• INFORMATION GIVEN:

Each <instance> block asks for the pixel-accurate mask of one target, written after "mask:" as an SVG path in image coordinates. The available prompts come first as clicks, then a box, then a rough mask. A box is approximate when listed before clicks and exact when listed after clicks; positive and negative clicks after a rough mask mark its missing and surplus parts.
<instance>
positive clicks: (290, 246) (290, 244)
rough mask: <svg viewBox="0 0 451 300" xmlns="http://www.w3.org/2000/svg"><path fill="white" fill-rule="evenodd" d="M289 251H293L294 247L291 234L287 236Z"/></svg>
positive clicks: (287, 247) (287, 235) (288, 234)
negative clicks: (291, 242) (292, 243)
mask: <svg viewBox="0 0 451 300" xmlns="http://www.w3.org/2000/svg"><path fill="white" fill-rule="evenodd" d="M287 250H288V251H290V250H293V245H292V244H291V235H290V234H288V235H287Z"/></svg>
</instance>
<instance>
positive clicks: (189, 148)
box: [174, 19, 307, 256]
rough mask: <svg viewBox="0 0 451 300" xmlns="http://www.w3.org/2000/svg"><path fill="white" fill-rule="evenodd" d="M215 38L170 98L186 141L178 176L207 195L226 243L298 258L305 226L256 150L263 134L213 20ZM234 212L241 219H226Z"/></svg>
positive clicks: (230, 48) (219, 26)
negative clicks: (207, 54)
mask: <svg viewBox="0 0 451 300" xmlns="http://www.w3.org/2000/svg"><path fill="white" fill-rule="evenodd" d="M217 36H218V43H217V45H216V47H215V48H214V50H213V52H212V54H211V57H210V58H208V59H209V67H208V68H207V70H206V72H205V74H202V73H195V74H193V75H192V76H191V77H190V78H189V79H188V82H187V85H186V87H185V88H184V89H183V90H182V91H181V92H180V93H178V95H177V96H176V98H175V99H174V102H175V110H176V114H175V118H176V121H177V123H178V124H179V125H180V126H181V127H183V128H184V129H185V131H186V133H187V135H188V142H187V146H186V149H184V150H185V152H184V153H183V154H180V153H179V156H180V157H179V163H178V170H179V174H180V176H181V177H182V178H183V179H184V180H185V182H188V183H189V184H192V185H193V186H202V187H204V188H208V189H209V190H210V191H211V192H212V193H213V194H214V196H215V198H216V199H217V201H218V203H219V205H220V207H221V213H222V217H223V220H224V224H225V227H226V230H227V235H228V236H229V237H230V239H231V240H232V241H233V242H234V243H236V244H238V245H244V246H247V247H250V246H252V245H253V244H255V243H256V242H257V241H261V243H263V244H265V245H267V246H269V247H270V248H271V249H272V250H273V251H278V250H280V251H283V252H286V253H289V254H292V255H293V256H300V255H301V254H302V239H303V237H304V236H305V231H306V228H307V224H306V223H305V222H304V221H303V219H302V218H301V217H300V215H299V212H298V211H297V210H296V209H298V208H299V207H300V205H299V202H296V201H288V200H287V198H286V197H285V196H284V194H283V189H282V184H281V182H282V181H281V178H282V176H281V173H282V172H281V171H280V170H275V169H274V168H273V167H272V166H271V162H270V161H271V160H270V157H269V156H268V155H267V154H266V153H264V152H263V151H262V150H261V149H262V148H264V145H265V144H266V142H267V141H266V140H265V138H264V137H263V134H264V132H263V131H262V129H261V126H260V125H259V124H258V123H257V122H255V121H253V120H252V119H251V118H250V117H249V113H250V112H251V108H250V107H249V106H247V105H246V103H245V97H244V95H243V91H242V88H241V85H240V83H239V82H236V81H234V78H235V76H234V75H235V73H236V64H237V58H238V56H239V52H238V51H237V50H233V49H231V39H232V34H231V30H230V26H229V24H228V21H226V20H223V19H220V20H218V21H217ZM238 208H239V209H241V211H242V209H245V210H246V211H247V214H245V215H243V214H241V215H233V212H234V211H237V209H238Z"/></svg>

• YOUR ASSIGNMENT:
Rewrite the material above, replacing every "rough mask" with "coarse mask" and leaving everything else unchanged.

• WORKED SOLUTION:
Each <instance> block asks for the pixel-accurate mask of one target, written after "mask:" as an SVG path in image coordinates. The available prompts come first as clicks, then a box, then a coarse mask. A box is approximate when listed before clicks and exact when listed after clicks; positive and negative clicks after a coarse mask mark its missing and surplus parts.
<instance>
positive clicks: (290, 246) (290, 244)
coarse mask: <svg viewBox="0 0 451 300" xmlns="http://www.w3.org/2000/svg"><path fill="white" fill-rule="evenodd" d="M289 251H293L294 247L291 234L287 236Z"/></svg>
positive clicks: (287, 247) (287, 235) (288, 234)
negative clicks: (291, 242) (292, 243)
mask: <svg viewBox="0 0 451 300" xmlns="http://www.w3.org/2000/svg"><path fill="white" fill-rule="evenodd" d="M287 250H288V251H290V250H293V245H292V244H291V235H290V234H288V235H287Z"/></svg>
</instance>
<instance>
positive clicks: (189, 148)
box: [174, 19, 307, 256]
coarse mask: <svg viewBox="0 0 451 300" xmlns="http://www.w3.org/2000/svg"><path fill="white" fill-rule="evenodd" d="M215 38L170 98L186 141L178 176L207 195L226 243L298 258L305 226L256 150L263 134L213 20ZM234 212L241 219H226Z"/></svg>
positive clicks: (230, 48) (219, 26)
negative clicks: (207, 54)
mask: <svg viewBox="0 0 451 300" xmlns="http://www.w3.org/2000/svg"><path fill="white" fill-rule="evenodd" d="M217 36H218V43H217V45H216V47H215V48H214V50H213V52H212V54H211V57H210V58H208V59H209V67H208V68H207V70H206V72H205V74H202V73H195V74H193V75H192V76H191V77H190V78H189V79H188V82H187V85H186V87H185V88H184V89H183V90H182V91H181V92H180V93H178V95H177V96H176V98H175V99H174V102H175V110H176V114H175V118H176V121H177V123H178V124H179V125H180V126H181V127H183V128H184V129H185V131H186V133H187V135H188V142H187V146H186V149H184V150H185V152H184V153H183V154H180V153H179V156H180V157H179V163H178V170H179V174H180V176H181V177H182V178H183V179H184V180H185V182H188V183H189V184H192V185H193V186H202V187H204V188H208V189H209V190H210V191H211V192H212V193H213V194H214V196H215V198H216V199H217V201H218V203H219V205H220V207H221V213H222V217H223V220H224V224H225V227H226V230H227V235H228V236H229V237H230V239H231V240H232V241H233V242H234V243H236V244H238V245H244V246H247V247H250V246H252V245H253V244H255V243H256V242H257V241H261V243H263V244H265V245H267V246H269V247H270V248H271V249H272V250H273V251H278V250H280V251H283V252H286V253H289V254H292V255H293V256H300V255H301V254H302V239H303V237H304V236H305V231H306V228H307V224H306V223H305V222H304V221H303V219H302V218H301V217H300V215H299V212H298V211H297V210H296V209H298V208H299V207H300V205H299V202H296V201H288V200H287V198H286V197H285V196H284V194H283V189H282V184H281V182H282V181H281V178H282V176H281V173H282V172H281V171H280V170H275V169H274V168H273V167H272V166H271V162H270V161H271V160H270V157H269V156H268V155H267V154H266V153H264V152H263V151H262V150H261V149H262V148H264V145H265V144H266V142H267V141H266V140H265V138H264V137H263V134H264V132H263V131H262V129H261V126H260V125H259V124H258V123H257V122H255V121H253V120H252V119H251V118H250V117H249V113H250V112H251V108H250V107H249V106H247V105H246V103H245V97H244V95H243V91H242V88H241V85H240V83H239V82H236V81H234V78H235V76H234V75H235V73H236V64H237V58H238V56H239V52H238V51H237V50H233V49H231V39H232V34H231V30H230V26H229V24H228V21H226V20H223V19H220V20H218V21H217ZM238 208H239V209H241V211H242V209H245V210H246V211H247V214H245V215H243V214H241V215H233V212H234V211H237V209H238Z"/></svg>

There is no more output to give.